→ CONSIGNE:
Dites si chacune des affirmations suivantes concorde avec le texte ci-dessous sur la nature humaine et le mal. Répondez par oui ou par non, et citez les mots du texte qui tranchent.
1. La Déclaration des droits de l’homme a été produite en 1789.
2. Selon le texte, les grandes atrocités de l’histoire sont l’œuvre d’un seul dirigeant monstrueux.
3. La révolution bolchevique a abouti à l’exécution de millions de koulaks et de cosaques.

→ EXTRAIT FOURNI:
# # #

Un deuxième problème découlant de notre compréhension insuffisante de la nature humaine est notre tendance à diviser le monde en catégories rigides de justes et de méchants, succombant souvent à l’hypothèse arrogante que Dieu est de notre côté. Plutôt que de reconnaître que nous sommes tous égaux dans notre potentiel d’échec moral, nous oublions notre propre péché, avec le résultat ironique que ceux qui sont le plus ostensiblement engagés dans le progrès social selon les principes des Lumières peuvent être coupables de l’inhumanité la plus brutale.

Les mouvements politiques idéalistes ont souvent illustré cette dynamique. La Révolution française, par exemple, a produit la Déclaration des droits de l’homme en 1789, proclamant que la liberté, la propriété, la sécurité et la résistance à l’oppression étaient des droits naturels. Quelques années plus tard, le Comité de salut public de Robespierre a lancé un programme d’exécutions arbitraires pour protéger le gouvernement révolutionnaire de la menace perçue d’ennemis intérieurs, un blasphème absurde des principes fondateurs de la révolution. De même, l’avant-garde de la révolution bolchevique pensait mener le monde vers un avenir communiste qui éradiquerait les inégalités et créerait les conditions d’un épanouissement humain universel. Pourtant, ce projet s’est transformé en un État policier paranoïaque qui a emprisonné et exécuté des millions de koulaks, de cosaques et d’autres ennemis de classe au nom d’une révolution incontestablement juste.

En tant qu’observateurs occasionnels de l’histoire, nous avons tendance à attribuer ces atrocités au caractère exceptionnellement mauvais des personnages clés impliqués : Hitler, Staline, Pol Pot, Mao. Mais des horreurs telles que l’esclavage, le colonialisme, l’Holocauste, le génocide rwandais, le nettoyage ethnique dans les Balkans et la crise du Darfour ne sont pas simplement l’œuvre d’un seul dirigeant monstrueux ou de quelques pommes pourries. Ils nécessitent de nombreuses mains et découlent d’une capacité trop humaine à infliger du mal à autrui, à être envahi par la haine, à fermer les yeux sur la souffrance et l’injustice, bref, à être inhumain. L’envie de se dissocier de ces maux est puissante, car nous aimons nous considérer comme des gens bons, incapables d’une telle sauvagerie. Mais l’histoire de la souffrance humaine est l’histoire de personnes prétendument bonnes qui commettent des actes terribles les unes envers les autres. Nous devons donc accepter tout péché commis par une autre personne comme étant potentiellement l’un des nôtres.

# # #

→ DONNÉES EXTRAITES:
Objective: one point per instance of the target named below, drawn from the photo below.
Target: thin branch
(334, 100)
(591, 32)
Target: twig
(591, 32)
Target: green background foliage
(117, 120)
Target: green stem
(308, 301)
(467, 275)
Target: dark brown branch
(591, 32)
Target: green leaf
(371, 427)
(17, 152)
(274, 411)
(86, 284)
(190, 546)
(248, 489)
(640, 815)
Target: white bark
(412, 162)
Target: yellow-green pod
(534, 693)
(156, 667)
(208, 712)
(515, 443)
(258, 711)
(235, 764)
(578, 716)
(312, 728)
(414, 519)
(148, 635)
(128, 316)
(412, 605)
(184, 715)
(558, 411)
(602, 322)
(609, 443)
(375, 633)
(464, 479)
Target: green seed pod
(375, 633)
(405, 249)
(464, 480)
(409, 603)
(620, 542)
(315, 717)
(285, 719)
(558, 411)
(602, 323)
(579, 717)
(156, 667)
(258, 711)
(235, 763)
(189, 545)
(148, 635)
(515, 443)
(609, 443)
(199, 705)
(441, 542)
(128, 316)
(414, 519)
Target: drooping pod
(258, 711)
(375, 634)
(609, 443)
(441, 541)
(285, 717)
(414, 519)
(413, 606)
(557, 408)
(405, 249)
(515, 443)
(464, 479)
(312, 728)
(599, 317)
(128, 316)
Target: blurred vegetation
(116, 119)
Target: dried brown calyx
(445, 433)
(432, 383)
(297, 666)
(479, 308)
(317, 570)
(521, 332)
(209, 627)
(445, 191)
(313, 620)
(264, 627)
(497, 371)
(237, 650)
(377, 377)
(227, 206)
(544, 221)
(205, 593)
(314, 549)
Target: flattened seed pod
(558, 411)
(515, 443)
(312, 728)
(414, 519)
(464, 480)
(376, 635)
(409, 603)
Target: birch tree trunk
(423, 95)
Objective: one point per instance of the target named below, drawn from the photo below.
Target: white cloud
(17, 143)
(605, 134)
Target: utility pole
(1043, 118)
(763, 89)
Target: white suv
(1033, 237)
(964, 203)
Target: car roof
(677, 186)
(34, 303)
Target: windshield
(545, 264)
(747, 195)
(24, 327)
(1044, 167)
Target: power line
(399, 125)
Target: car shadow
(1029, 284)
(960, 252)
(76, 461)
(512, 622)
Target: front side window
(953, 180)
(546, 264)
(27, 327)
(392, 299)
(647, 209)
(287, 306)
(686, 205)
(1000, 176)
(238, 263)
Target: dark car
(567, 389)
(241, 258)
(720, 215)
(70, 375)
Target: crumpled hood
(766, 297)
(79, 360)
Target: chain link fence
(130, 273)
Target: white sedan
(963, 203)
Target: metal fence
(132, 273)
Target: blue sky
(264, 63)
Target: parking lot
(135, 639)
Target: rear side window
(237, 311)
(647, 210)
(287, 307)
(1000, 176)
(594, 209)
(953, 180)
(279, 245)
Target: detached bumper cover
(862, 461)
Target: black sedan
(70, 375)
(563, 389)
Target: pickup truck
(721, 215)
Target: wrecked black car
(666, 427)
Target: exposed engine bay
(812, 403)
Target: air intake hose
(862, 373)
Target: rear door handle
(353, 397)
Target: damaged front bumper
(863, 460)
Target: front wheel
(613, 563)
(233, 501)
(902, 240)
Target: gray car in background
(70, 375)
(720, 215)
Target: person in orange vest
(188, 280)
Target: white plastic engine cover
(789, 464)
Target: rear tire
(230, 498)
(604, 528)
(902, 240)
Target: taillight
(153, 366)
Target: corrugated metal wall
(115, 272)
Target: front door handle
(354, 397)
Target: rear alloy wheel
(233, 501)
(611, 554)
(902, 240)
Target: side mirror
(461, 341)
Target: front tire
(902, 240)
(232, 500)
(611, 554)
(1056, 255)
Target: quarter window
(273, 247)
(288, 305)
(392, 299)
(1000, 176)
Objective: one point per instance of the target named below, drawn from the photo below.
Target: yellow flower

# # #

→ CORRIGÉ:
1. Oui : « a produit la Déclaration des droits de l’homme en 1789 ».
2. Non : « ne sont pas simplement l’œuvre d’un seul dirigeant monstrueux ou de quelques pommes pourries ».
3. Oui : « qui a emprisonné et exécuté des millions de koulaks, de cosaques et d’autres ennemis de classe ».